O que fazer
(1) No texto sobre o impeachment de Dilma Rousseff, quem conseguiu barrar a tentativa da equipe econômica de limitar aumentos salariais e contratações de pessoal?
(2) Reproduza o trecho do texto sobre o impeachment de Dilma Rousseff que começa em "O julgamento de" e termina em "estados e municípios.".
(3) Traduza para o inglês esta frase do texto sobre o impeachment de Dilma Rousseff: "O julgamento de Dilma Rousseff deve durar uma semana, tempo suficiente para que Temer possa realizar sua primeira viagem oficial e representar o país na reunião do G-20, em 4 e 5 de setembro, na China, sinalizando para o mundo que a crise política no país foi superada."

Trecho para leitura
....

Luiz Carlos Azedo
A Operação Lava-Jato atingirá um novo
patamar com as delações premiadas de Marcelo Odebrecht e Léo Pinheiro (OAS)
“O único meio de salvar e
engrandecer o Brasil, é tratar de colocá-lo em condições de poder ele tirar de
si mesmo, quero dizer, do seio de sua história, a direção que lhe convém. O
destino de um povo, como o destino de um indivíduo duo, não se muda, nem se
deixa acomodar ao capricho e ignorância daqueles que pretendem dirigi-lo.” O
“estalo de Vieira” do sergipano Tobias Barreto (1839-1889), no ensaios Questões
vigentes, permanece atualíssimo. Notável orador, filósofo e professor de
direito, germanista ao seu tempo, patrono da cadeira 38 da Academia Brasileiro
de Letras, por indicação de seu amigo Sílvio Romero, Barreto, um dos expoentes
da chamada Escola do Recife e precursor do pensamento social no Brasil.
O impeachment da presidente
afastada, Dilma Rousseff, que deve se consumar a partir do dia 25, quando
começará seu julgamento pelo Senado, encerra um ciclo de experimentalismo
político e econômico de esquerda no Brasil, que se esgotou porque o projeto do
ex-presidente Lula e do PT estava referenciado em ideias nacionais
desenvolvimentistas e socialistas derrotadas historicamente no século passado,
além de alicerçadas em práticas políticas pautadas pelo populismo, pelo
fisiologismo e pela corrupção. Além disso, o voluntarismo de Dilma, que tentou
mudar o destino do país com “capricho e ignorância”, resultou na mais longa e
profunda recessão de nossa história, agravada por uma crise ética cujos
desdobramentos ainda estão por vir do ponto de vista dos partidos e do sistema
eleitoral. É nesse contexto que o presidente interino, Michel Temer, será
efetivado no cargo e precisará tirar da história do país, como diria Tobias
Barreto, e não da “transa” política, o rumo seguro para consolidar seu governo
e conduzir o país às eleições de 2018.
O julgamento de Dilma Rousseff
deve durar uma semana, tempo suficiente para que Temer possa realizar sua
primeira viagem oficial e representar o país na reunião do G-20, em 4 e 5 de
setembro, na China, sinalizando para o mundo que a crise política no país foi
superada. Entretanto, até lá, outra tarefa de grande envergadura precisa ser
realizada: avançar com o ajuste fiscal pelo Congresso, cujo primeiro passo
efetivo foi a aprovação da lei que limita os gastos públicos pela Câmara. Nesse
quesito, ficou evidente o poder das corporações e sindicatos de servidores
públicos, que conseguiram barrar a tentativa da equipe econômica de limitar
aumentos salariais e contratações de pessoal pela União, estados e municípios.

....

Dados fornecidos
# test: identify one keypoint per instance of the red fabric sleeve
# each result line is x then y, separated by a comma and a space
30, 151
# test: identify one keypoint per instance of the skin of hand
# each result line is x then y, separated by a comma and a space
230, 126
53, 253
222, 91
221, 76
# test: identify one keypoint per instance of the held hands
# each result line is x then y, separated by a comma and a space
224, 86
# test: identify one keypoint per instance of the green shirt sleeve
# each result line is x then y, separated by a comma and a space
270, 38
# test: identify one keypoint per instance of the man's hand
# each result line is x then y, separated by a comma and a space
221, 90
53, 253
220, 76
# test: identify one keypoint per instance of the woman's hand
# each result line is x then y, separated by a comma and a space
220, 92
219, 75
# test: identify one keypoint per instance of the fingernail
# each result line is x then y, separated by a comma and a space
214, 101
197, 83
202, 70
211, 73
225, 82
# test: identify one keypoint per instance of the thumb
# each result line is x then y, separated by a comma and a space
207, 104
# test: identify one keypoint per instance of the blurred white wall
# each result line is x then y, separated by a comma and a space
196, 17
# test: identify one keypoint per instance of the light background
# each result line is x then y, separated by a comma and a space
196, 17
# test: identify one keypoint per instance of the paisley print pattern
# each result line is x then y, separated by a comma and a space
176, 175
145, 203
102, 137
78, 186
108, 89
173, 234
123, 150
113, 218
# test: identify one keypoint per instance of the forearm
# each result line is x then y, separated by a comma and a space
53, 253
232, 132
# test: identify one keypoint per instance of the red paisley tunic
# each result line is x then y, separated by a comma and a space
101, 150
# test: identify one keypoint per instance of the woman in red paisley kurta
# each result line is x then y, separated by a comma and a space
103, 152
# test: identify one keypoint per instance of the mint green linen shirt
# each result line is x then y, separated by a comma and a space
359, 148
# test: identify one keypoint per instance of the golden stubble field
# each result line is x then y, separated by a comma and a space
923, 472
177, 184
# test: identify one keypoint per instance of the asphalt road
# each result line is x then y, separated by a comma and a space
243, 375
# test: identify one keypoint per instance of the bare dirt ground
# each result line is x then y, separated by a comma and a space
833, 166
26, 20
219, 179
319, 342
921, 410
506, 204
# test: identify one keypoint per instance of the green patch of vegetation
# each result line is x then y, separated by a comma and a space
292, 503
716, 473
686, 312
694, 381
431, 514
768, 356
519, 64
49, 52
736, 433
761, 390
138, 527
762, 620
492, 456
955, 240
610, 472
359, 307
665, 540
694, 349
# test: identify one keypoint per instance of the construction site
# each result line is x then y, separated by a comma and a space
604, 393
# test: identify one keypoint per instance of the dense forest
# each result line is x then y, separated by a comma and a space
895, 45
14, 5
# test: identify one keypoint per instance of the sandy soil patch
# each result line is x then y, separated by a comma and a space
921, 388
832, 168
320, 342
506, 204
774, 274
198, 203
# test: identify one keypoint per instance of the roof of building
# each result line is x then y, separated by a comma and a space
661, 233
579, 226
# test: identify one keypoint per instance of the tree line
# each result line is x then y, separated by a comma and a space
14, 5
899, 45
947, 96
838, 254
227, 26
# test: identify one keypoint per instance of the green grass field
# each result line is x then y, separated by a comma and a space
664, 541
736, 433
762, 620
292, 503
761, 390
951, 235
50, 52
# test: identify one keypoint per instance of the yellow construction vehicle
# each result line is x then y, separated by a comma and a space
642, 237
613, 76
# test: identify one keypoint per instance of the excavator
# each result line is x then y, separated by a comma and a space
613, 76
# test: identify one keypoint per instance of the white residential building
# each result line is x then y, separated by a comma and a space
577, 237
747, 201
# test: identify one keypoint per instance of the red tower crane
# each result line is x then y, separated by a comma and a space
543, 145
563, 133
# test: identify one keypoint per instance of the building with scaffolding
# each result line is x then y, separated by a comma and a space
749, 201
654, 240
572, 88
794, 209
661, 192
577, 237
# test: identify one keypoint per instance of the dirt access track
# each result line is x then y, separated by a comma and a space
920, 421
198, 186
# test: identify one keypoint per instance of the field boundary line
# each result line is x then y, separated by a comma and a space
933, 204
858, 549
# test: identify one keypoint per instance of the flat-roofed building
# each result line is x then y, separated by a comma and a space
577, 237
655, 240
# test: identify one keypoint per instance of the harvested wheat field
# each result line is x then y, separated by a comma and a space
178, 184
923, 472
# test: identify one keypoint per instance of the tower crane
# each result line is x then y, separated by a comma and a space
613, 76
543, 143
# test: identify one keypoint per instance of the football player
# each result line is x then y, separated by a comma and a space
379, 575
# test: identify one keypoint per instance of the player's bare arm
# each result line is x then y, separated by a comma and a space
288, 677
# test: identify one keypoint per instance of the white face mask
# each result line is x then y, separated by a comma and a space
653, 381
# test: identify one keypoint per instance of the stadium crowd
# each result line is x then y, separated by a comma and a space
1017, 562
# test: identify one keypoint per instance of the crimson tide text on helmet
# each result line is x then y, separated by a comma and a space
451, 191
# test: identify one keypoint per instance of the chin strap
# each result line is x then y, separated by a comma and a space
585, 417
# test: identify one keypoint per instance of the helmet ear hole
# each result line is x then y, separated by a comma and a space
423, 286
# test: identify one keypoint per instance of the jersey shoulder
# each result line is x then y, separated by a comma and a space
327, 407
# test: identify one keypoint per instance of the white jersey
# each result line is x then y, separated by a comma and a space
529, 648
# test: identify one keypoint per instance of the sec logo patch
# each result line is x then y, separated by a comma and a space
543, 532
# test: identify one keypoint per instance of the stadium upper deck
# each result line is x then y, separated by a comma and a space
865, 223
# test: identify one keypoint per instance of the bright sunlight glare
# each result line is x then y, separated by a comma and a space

....

Respostas por tarefa
(1) As corporações e os sindicatos de servidores públicos.

(2)
O julgamento de Dilma Rousseff
deve durar uma semana, tempo suficiente para que Temer possa realizar sua
primeira viagem oficial e representar o país na reunião do G-20, em 4 e 5 de
setembro, na China, sinalizando para o mundo que a crise política no país foi
superada. Entretanto, até lá, outra tarefa de grande envergadura precisa ser
realizada: avançar com o ajuste fiscal pelo Congresso, cujo primeiro passo
efetivo foi a aprovação da lei que limita os gastos públicos pela Câmara. Nesse
quesito, ficou evidente o poder das corporações e sindicatos de servidores
públicos, que conseguiram barrar a tentativa da equipe econômica de limitar
aumentos salariais e contratações de pessoal pela União, estados e municípios.

(3) Dilma Rousseff's trial should last a week, enough time for Temer to make his first official trip and represent the country at the G-20 meeting, on September 4 and 5, in China, signaling to the world that the country's political crisis has been overcome.